ABOUT THIS EXERCISE = Word for word, copy the line containing "314, row 32" and every line after it in the records below, leaving pictures out.
BEGIN GIVEN RECORDS
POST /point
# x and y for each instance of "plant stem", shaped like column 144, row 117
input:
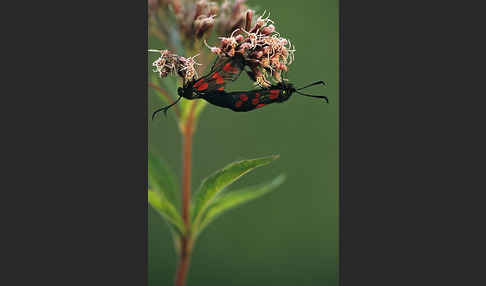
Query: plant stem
column 186, row 240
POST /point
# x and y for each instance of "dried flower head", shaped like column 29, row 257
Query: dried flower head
column 262, row 47
column 233, row 15
column 169, row 63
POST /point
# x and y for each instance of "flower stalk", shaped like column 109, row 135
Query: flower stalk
column 187, row 25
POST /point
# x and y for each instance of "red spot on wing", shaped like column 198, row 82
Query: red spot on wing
column 273, row 95
column 203, row 86
column 198, row 83
column 219, row 79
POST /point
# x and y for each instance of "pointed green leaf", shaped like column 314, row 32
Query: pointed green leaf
column 233, row 199
column 214, row 184
column 166, row 210
column 161, row 179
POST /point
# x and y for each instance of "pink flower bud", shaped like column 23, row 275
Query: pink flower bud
column 249, row 16
column 268, row 30
column 239, row 38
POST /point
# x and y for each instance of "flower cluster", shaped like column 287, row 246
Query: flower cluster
column 169, row 63
column 261, row 46
column 232, row 16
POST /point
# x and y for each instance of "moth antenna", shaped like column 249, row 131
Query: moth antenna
column 312, row 84
column 165, row 108
column 315, row 96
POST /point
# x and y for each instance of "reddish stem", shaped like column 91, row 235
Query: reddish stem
column 186, row 240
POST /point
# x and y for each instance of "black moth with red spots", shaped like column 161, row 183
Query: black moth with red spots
column 211, row 88
column 222, row 71
column 242, row 101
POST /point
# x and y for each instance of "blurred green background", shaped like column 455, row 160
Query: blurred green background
column 290, row 236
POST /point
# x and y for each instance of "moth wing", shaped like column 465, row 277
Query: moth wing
column 222, row 71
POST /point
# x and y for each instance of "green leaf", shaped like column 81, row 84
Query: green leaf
column 215, row 183
column 233, row 199
column 160, row 203
column 161, row 179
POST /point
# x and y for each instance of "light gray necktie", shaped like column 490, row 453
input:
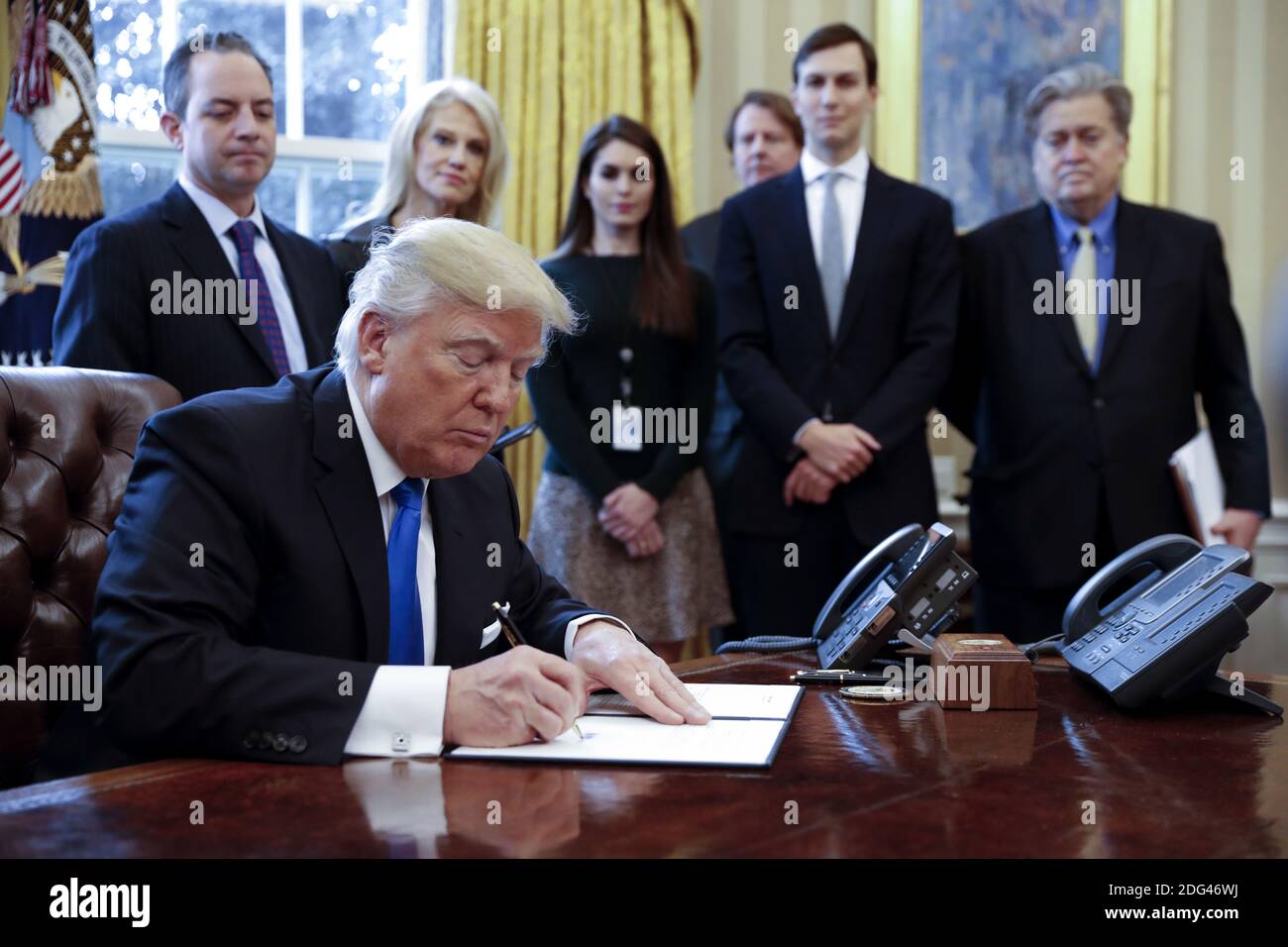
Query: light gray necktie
column 832, row 265
column 1085, row 317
END GIVEN RECORDS
ANSWER FOR THE TASK =
# x and y for each instance of "pointed green leaf", shaped like column 314, row 32
Query: pointed green leaf
column 233, row 199
column 214, row 184
column 166, row 210
column 161, row 179
POST /point
# x and y for each instance of "pink flower bud", shaped like column 23, row 275
Query: pink flower bud
column 249, row 16
column 268, row 30
column 239, row 38
POST /point
# x and y for each instance of "flower cluster", shaped like column 287, row 246
Query: flower cluster
column 169, row 63
column 261, row 46
column 232, row 16
POST /point
# x and y for each instance of "moth antenna", shaped like column 249, row 131
Query: moth antenna
column 312, row 84
column 165, row 108
column 315, row 96
POST /point
# x and y for each instance of "reddish stem", shaped like column 91, row 235
Query: reddish stem
column 186, row 240
POST /point
# x and y for each instance of "black moth with red spots", shaped like column 161, row 183
Query: black moth with red spots
column 211, row 88
column 222, row 71
column 242, row 101
POST /point
# x and y for each instance of "blurred green background", shaped like column 455, row 160
Query: blurred green background
column 290, row 236
POST /point
# x and y for each instance of "moth wing", shaped like column 465, row 277
Query: moth wing
column 222, row 71
POST /point
# x and y for each instance of "green leaf", shaped like column 81, row 84
Query: green leaf
column 215, row 183
column 233, row 199
column 160, row 203
column 161, row 179
POST /point
# x and y for each instance of "light gray necktie", shaped like column 490, row 453
input:
Query: light gray necktie
column 832, row 265
column 1085, row 317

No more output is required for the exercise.